Rewrite all the material below, replacing every "pin" with "marker" and changing nothing else.

○ ○ ○ ○

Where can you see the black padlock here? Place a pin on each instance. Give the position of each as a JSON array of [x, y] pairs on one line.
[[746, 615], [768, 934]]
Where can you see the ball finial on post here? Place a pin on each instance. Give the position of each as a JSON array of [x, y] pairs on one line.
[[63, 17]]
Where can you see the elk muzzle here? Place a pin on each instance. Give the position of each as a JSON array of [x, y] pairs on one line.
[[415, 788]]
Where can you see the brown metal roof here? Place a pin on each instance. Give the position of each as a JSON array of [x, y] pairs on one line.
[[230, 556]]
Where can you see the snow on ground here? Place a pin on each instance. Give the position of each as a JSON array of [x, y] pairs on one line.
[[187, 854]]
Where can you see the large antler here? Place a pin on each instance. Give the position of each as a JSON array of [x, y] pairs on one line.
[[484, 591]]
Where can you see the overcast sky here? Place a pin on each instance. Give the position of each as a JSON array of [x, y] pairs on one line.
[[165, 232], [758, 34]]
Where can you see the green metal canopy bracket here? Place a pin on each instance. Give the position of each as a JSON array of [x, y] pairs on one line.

○ ○ ○ ○

Reply to the task:
Where can you see the black padlock here? Place a marker on each instance. Give the position of each as a JSON array of [x, y] pairs on one line.
[[746, 615], [768, 934]]
Where can you see the ball finial on post here? Place a marker on each instance. Give the position of each as a JSON array of [x, y] pairs on one line.
[[63, 17]]
Where can you see the elk muzzle here? Place a marker on each instance. Give the position of each as a JSON array of [x, y] pairs on one line.
[[415, 788]]
Where can you see the brown metal roof here? Place a marker on each instance. Give the position of each as a JSON array of [x, y] pairs on one line.
[[230, 556]]
Where can you see the snow on ground here? Place a marker on each instance. Give the position of each as a JSON array of [x, y] pairs on one line.
[[187, 854]]
Where can you see the large antler here? Place a marker on each instance. Give the position of each as a JSON array of [x, y] pairs on one line.
[[484, 591]]
Where can you see the overcast sky here? Place a marker on each instance. Give the position of each as a JSON array of [x, y] pairs on one line.
[[165, 232], [758, 34]]
Where can you see the green metal canopy bracket here? Place a marker on each instance. Give the position of each as a JSON array of [x, y] pairs on one line.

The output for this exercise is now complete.